Еще одним переводчиком с латинского, вызвавшим нападки Жителя Выборгской стороны, стал А. Ф. Воейков, работавший над «Георгиками» Вергилия. Критик останавливается не на каком-либо из многочисленных фрагментов «Георгик», появлявшихся в «Вестнике Европы», а на единичной публикации отрывка II книги поэмы в «Трудах Казанского Общества любителей отечественной словесности»;54 создается впечатление, что объектом своих нападок критик намеренно стремится сделать как можно менее заметное издание (хорошо известное, впрочем, членам столичного отделения этого общества55). Перевод, который критикует Житель, был выполнен Воейковым еще в 1812 году:
55. Отметим также, предвосхищая высказываемое нами в конце статьи предположение об авторстве статьи о переводах, что членом Казанского Общества любителей отечественной словесности был с 1818 года Б. М. Федоров, см. статью о нем А. А. Костина в словаре «Русские писатели. 1800-1917»: Т. 6. С. 413.
Семени, павшу на землю, оно разверзается тихо,
Внуков наших покрыть обещая тенью своею,
Яблонь от семени взросшая, скоро приятные свойства
Позабывает, и сладких плодов, одичав, не приносит.
(3, 98-99)

--

* [УКАЗАНИЯ К ЗАДАНИЯМ]:
1. В каком году, согласно выбранному фрагменту, Воейков выполнил перевод, который критикует Житель Выборгской стороны?
2. Подсчитайте строки записей, в которых встречается строка «twig», с учетом регистра. Укажите только число.
Фрагмент и записи взяты из разных источников.

--

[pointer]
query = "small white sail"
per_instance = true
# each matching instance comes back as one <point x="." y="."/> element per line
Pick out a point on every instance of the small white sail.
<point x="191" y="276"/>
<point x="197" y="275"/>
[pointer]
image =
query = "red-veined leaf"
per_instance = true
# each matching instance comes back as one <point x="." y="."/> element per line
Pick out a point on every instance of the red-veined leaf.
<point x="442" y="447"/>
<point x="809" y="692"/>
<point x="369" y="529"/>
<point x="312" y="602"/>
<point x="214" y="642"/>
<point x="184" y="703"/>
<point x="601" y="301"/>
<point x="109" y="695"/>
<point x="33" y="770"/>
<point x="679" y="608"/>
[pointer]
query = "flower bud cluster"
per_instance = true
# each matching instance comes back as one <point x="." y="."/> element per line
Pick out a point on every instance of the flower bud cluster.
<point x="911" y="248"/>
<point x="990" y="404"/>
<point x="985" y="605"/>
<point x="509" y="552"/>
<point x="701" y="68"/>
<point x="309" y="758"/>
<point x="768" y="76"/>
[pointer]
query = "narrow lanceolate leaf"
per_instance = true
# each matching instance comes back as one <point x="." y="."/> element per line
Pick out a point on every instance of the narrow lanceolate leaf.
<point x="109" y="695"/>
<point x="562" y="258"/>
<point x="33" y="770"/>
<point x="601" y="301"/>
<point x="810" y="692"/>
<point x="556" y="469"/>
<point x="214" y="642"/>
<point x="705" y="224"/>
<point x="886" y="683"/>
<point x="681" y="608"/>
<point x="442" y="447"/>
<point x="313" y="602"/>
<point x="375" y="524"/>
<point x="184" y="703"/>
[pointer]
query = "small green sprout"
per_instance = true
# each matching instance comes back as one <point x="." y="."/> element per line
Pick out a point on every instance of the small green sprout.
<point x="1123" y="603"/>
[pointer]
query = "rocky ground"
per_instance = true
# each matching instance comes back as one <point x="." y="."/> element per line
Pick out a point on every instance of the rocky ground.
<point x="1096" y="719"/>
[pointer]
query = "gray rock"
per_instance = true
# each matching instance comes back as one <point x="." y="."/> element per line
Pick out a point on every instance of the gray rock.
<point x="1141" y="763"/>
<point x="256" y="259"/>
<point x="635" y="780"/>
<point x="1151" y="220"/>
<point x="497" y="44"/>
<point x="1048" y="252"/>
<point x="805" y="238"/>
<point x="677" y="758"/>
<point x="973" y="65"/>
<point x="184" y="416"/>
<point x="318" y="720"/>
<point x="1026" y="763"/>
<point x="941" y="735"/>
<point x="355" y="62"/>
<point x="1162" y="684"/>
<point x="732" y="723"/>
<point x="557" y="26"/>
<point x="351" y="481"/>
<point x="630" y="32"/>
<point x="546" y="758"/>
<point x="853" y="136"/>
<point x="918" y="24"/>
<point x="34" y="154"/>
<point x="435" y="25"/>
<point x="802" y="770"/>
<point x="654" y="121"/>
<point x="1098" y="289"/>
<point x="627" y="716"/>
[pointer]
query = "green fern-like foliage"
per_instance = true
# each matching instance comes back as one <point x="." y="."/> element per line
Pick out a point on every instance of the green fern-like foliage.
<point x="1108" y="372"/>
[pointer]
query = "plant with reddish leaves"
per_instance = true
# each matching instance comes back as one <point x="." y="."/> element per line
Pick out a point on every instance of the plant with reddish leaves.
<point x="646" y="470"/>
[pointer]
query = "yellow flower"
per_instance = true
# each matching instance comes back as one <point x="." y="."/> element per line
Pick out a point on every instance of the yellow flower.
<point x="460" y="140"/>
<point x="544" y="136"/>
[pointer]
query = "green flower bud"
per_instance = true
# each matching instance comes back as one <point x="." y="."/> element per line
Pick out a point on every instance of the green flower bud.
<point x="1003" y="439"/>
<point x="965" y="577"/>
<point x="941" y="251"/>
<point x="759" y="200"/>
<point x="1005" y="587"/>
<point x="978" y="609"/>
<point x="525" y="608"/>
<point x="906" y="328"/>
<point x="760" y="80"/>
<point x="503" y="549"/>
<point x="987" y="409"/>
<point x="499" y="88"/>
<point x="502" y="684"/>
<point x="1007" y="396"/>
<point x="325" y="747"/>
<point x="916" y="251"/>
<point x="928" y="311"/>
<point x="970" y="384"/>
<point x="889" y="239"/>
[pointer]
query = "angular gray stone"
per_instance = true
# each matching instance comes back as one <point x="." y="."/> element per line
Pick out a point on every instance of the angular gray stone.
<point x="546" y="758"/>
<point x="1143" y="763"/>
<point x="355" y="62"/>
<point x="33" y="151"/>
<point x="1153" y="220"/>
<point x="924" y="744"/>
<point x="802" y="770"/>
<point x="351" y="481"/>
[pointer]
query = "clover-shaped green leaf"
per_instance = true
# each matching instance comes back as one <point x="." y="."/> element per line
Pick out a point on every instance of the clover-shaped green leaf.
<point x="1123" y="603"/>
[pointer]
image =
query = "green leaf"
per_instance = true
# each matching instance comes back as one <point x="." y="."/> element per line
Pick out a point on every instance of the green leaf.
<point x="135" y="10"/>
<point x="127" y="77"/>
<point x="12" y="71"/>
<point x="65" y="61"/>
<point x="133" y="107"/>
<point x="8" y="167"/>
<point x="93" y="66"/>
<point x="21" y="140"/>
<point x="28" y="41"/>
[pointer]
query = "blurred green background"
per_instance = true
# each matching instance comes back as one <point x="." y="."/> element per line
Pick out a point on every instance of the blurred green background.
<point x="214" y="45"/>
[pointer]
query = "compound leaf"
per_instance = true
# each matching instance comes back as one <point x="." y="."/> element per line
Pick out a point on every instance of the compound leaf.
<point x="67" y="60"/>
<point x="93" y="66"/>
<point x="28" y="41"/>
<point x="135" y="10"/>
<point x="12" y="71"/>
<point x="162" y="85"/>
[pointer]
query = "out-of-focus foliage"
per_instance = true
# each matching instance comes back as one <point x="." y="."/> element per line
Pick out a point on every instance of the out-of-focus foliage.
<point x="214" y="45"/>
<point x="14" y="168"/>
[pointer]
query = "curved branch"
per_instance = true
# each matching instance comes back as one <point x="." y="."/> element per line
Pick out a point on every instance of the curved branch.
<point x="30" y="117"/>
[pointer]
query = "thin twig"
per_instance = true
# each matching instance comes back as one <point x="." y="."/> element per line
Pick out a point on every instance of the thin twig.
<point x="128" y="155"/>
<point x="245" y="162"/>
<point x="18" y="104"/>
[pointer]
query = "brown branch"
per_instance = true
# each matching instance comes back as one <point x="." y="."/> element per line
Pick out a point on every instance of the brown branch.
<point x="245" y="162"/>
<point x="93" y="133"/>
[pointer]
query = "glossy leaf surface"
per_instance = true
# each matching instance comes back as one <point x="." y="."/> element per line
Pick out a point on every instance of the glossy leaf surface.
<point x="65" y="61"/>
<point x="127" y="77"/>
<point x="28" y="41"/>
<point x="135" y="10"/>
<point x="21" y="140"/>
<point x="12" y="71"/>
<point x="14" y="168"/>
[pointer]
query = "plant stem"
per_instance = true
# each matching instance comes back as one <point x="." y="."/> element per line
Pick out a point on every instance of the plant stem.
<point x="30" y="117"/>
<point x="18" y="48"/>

--

* [СПИСОК ОТВЕТОВ]:
1. В 1812 году.

2. 2